--- Document excerpt Enclosed Below ---
Eryk Salvaggio / Sep 28, 2023

The AI provisions in the Writer's Guild of America agreement demonstrate the potential of social choice in the application of technology, says Eryk Salvaggio, a Research Advisor for Emerging Technology at the Siegel Family Endowment.

Members of Writers Guild of America and Screen Actors Guild rally on picket line at NBC Studios in New York on July 14, 2023. Lev Radin/Shutterstock

This week, the Writer’s Guild of America announced it reached an agreement to end the nearly five month writers strike. The agreement included provisions around the use of artificial intelligence, which was one of the concerns of the union. While the ink is still drying, it’s a useful time to reflect on the ways the WGA strike challenged use cases of generative artificial intelligence. AI may not have been the key concern of the union when the strike started, but the timing offers a glimmer of optimism: generative AI is rising, but so is worker power. The result may be something that policymakers could not achieve on their own.

The tentative agreement addresses four key points about the use of AI in writer’s projects. Specifically, these terms apply to generative AI, defined as “a subset of artificial intelligence that learns patterns from data and produces content, including written material, based on those patterns, and may employ algorithmic methods (e.g., ChatGPT, Llama, MidJourney, Dall-E).” This carves out a specific suite of tools related to content generation, as opposed to algorithms for computer graphics.

Taken directly from the WGA’s summary, the four main points on AI are these:

  • AI can’t write or rewrite literary material, and AI-generated material will not be considered source material under the minimum basic agreement (MBA), meaning that AI-generated material can’t be used to undermine a writer’s credit or separated rights.
  • A writer can choose to use AI when performing writing services, if the company consents and provided that the writer follows applicable company policies, but the company can’t require the writer to use AI software (e.g., ChatGPT) when performing writing services.
  • The Company must disclose to the writer if any materials given to the writer have been generated by AI or incorporate AI-generated material.
  • The WGA reserves the right to assert that exploitation of writers’ material to train AI is prohibited by MBA or other law.

I am a creative myself – most recently, I was the education designer for a six-month residency program with SubLab and AIxDesign. The StoryxCode program paired animators and creative technologists to create a short film project. Through that experience – and in writing our report on the outcomes – I was able to see firsthand the way that creatives negotiate the use of AI into their workflows. In the end, every artist was different, navigating a number of useful tensions between themselves and the technologies they used, but also the surrounding ethical concerns and social impacts that surround AI in creative contexts.
--- End of Enclosed Document excerpt ---
--- Material supplied Enclosed Below ---
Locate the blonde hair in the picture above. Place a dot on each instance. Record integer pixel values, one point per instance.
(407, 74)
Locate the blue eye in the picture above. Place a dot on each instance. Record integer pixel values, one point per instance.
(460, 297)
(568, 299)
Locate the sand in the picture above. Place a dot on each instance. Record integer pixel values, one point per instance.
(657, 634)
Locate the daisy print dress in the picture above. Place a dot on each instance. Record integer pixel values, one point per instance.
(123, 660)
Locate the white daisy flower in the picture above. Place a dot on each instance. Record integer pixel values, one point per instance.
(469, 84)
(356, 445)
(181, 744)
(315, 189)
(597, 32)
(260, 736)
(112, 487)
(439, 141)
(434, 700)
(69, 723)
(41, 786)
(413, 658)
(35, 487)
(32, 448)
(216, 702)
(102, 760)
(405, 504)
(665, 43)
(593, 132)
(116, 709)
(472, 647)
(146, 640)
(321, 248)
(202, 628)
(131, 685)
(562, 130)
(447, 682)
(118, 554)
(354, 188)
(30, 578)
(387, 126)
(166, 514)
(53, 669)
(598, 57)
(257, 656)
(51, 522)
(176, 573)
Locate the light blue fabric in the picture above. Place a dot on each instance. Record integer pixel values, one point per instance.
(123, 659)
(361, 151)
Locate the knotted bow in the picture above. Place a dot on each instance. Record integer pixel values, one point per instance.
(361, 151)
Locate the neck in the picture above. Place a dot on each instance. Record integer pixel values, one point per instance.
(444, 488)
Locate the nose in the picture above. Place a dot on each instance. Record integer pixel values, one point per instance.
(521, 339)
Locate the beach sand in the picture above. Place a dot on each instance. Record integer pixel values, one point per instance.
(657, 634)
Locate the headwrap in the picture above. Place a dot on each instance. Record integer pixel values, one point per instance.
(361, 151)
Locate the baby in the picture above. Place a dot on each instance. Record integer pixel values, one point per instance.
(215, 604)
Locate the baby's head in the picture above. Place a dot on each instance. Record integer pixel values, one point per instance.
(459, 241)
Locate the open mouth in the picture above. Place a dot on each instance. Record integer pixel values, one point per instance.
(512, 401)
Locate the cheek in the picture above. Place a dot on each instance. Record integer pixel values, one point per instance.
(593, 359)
--- End of Enclosed Material supplied ---
Assignment: Pick up the article on the AI terms in the Writers Guild of America agreement after its last sentence and keep writing it.

Answer for the task:
Through that experience, I see the four points of the WGA agreement on AI through a very specific lens: that of a creative with an interest in AI and policy. Broken down, I see these terms in alignment with a set of values that are helpful in navigating generative AI: authority, agency, disclosure, and consent.

  • Authority negotiates who has the right to deploy AI in a project, and when.
  • Agency negotiates how AI is integrated into a workflow.
  • Disclosure refers to acknowledging the generative origins of any material.
  • Consent allows writers to negotiate terms for training generative systems on the material they make.

What might we learn from these principles to structure broader AI policy for workers?

Authority: Who Decides When to Use AI?

Authority speaks to a key tension in the debate around AI and creativity today: If we can use AI to generate thousands of ideas, why wouldn’t we? This reflects a quantifiable, production-focused view of the creative process. To most creatives, it seems like the wrong focus. Creatives are skilled at generating ideas – this is what they do. It’s not the speed of idea generation that concerns anyone. It’s the quality and meaning of those ideas, the way those ideas are crafted: the stories they tell.

A reasonable suspicion of generative AI is that the quality of service and craft is diminished by replacing skilled human workers with untested statistical engines. While it would be easy to imagine AI writing screenplays based on the lengthy texts it can generate, generative writing is not capable of reliably crafting unique narrative structures, surprising characters or other lures for a viewer's curiosity. These are the things that make good stories. Rather, AI generated content is the result of a statistical analysis of patterns, deciding which words occur next to one another in response to a prompt, then extrapolating that to larger, predictable output – wherein any surprises emerge chiefly from accidental collisions.

While the fear that today’s AI could rival human creativity is largely unfounded, that doesn’t mean industry won’t try anyway. MIT professor Daron Acemoglu has warned against the rise of “so-so technologies,” wherein workers are displaced but without any standard rise in productivity or returns. Losing writers by automating bad, commercially untenable but cheaply produced ideas isn’t just bad for art, labor, and audiences, it may ultimately be bad for the studios themselves.

Who gets to deploy AI, and to what purpose, is a core question for determining sensible AI policy. At the top of organizations, where cost is a core metric, the decisions to automate may seem easy. Whether it is building characters or building cars, the perspective of workers on the floor needs to be included in decisions about automation. The WGA fought for the right for writers to shape those decisions themselves.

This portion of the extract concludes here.